Please retype the records that appear below, exactly and in full.

+++++

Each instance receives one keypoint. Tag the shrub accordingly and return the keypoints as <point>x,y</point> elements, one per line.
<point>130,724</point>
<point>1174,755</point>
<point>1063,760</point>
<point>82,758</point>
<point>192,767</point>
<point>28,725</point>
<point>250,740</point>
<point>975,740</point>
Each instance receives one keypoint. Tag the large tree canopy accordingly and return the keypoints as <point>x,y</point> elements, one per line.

+++++

* Worked solution *
Each instance receives one keypoint. Tag the shrub accordingly and return the keypoints as <point>x,y</point> elements, one per line.
<point>130,724</point>
<point>1174,755</point>
<point>1063,760</point>
<point>82,758</point>
<point>192,767</point>
<point>28,725</point>
<point>250,740</point>
<point>975,740</point>
Each instance receives one keypoint. Tag the large tree canopy accordingly and return the keypoints as <point>x,y</point> elements, one per line.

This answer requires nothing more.